• [TEXTO DE LECTURA]:
Verás, como sabrás todos los bufés libres sirven infinidad de comida, y con “infinidad de comida” me refiero a que tienen más comida incluso que los supermercados, y eso los convierte en auténticas minas de oro si eres capaz de llevarte la suficiente comida.
Así que fui al bufé libre de KFC con mi novia para comer hasta reventar y llevarnos toda la comida que pudiésemos.
Día 1
Por supuesto, 24 horas antes del Día 1 estuve a base de agua, como siempre he hecho antes de ir a un bufé desde que tengo uso de razón. Entonces, lo que sucedió es que una vez estuve en el bufé, introduje el pin de la tarjeta como un loco mientras la camarera explicaba el procedimiento a cámara lenta. Finalmente, nos indicó cuáles eran nuestros asientos y nos dejó a nuestro aire. Yo ni si quiera me senté.
No podía haber imaginado todo lo que mis ojos verían al pasearme por el mostrador. Cruasanes, lasaña, espagueti, OCHO SABORES DISTINTOS DE HELADO, y un montón de complementos para ensalada que nunca antes había visto en KFC, ahí colocados, esperándome.
¿Quién coño come ensalada en el bufé libre KFC?
Conclusión: la calidad de la comida no era excelente. La pasta estaba demasiado hecha, las patatas estaban sosas y frías, y la calidad del pollo era sospechosa. Pero aún así, mi misión seguía en pié.
Llevaba la mochila llena de bolsas de plástico, las cuales me habían dado gratis en el Centro de Pokémon al que había ido antes. Empecé a llenar las bolsas, las cuales estaban llenas de tiques de compra. Lo hice con cuidado, una por una, y solo cuando no había nadie a la vista. Cuando salimos del restaurante, nos costaba respirar por la cantidad de comida que habíamos ingerido y además por el olor inconfundible de KFC que emanaba de nuestras mochilas.
El problema ahora era que el olor nos estaba dando mucho asco. Estábamos tan llenos…¿y para qué coño necesitábamos toda esa comida de KFC? En cuanto dejamos el restaurante, empecé a ofrecer lo que había conseguido en mi conquista a las personas con quien me cruzaba por las calles de Osaka. Para mi sorpresa, a nadie le apetecía comerse el pollo de mi mochila.
Supuse que quizás la forma de acercarme no era la correcta. Mi nivel de japonés era patético, así que pensé que las nuevas tecnologías podrían echarme un cable. Escribí “Hola, ¿te apetece un poco de pollo frito del que llevo en la mochila?” en Traductor Google y se lo enseñé a la gente, pero nadie me prestaba atención. Entonces, decidimos llevarnos todo el pollo a casa.
Día 2
Al día siguiente nos levantamos con hambre y nos comimos el pollo frío. Y, curiosamente, cuando me lo acabé, quería más, pero no habíamos cogido suficiente, y tampoco podíamos permitirnos ir dos veces en dos días, así que empecé a preguntarme: ¿por qué no existe ningún contenedor de KFC donde meterme?

• [INFORMACIÓN PROPORCIONADA]:
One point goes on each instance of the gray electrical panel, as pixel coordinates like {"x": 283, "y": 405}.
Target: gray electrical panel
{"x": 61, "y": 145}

• [PARTES DEL EJERCICIO]:
A – Según el texto de lectura, ¿en qué lugar se habían obtenido gratis las bolsas de plástico que iban en la mochila?
B – Reproduzca el texto de lectura desde "No podía haber" hasta "seguía en pié.", poniendo "canelones" en lugar de "lasaña".

• [RESULTADOS DEL EJERCICIO]:
A – En el Centro de Pokémon.

B –
No podía haber imaginado todo lo que mis ojos verían al pasearme por el mostrador. Cruasanes, canelones, espagueti, OCHO SABORES DISTINTOS DE HELADO, y un montón de complementos para ensalada que nunca antes había visto en KFC, ahí colocados, esperándome.
¿Quién coño come ensalada en el bufé libre KFC?
Conclusión: la calidad de la comida no era excelente. La pasta estaba demasiado hecha, las patatas estaban sosas y frías, y la calidad del pollo era sospechosa. Pero aún así, mi misión seguía en pié.